►

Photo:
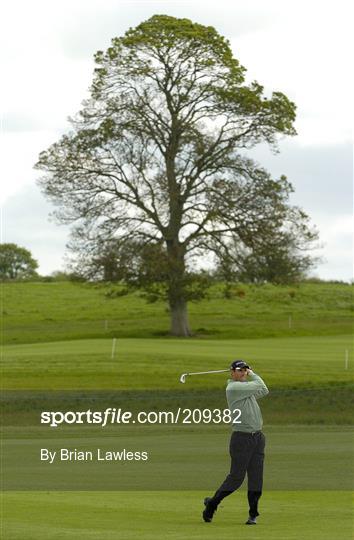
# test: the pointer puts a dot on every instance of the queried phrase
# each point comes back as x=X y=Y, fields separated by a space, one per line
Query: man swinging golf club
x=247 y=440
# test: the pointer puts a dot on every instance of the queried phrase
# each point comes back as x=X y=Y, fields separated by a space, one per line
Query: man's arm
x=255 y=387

◄
►

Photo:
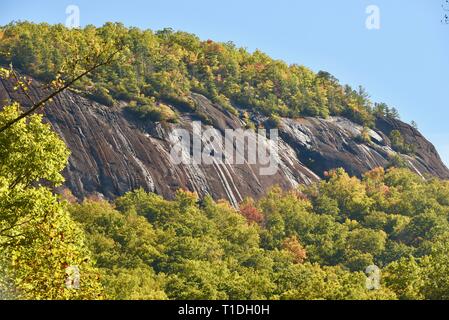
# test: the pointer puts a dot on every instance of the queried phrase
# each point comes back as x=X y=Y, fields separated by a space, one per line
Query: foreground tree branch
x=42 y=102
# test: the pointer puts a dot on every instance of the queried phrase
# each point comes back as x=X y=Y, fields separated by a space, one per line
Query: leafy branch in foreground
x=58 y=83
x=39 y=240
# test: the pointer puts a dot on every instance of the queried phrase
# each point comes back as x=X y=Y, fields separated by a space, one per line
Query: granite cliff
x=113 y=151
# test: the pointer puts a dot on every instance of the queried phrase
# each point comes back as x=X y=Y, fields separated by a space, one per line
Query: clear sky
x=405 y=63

◄

任务说明 =>
请从上面的各行中选出含有“Query”这个词的每一行，并原样抄出。

参考解答 =>
Query: man swinging golf club
Query: man's arm
Query: foreground tree branch
Query: leafy branch in foreground
Query: granite cliff
Query: clear sky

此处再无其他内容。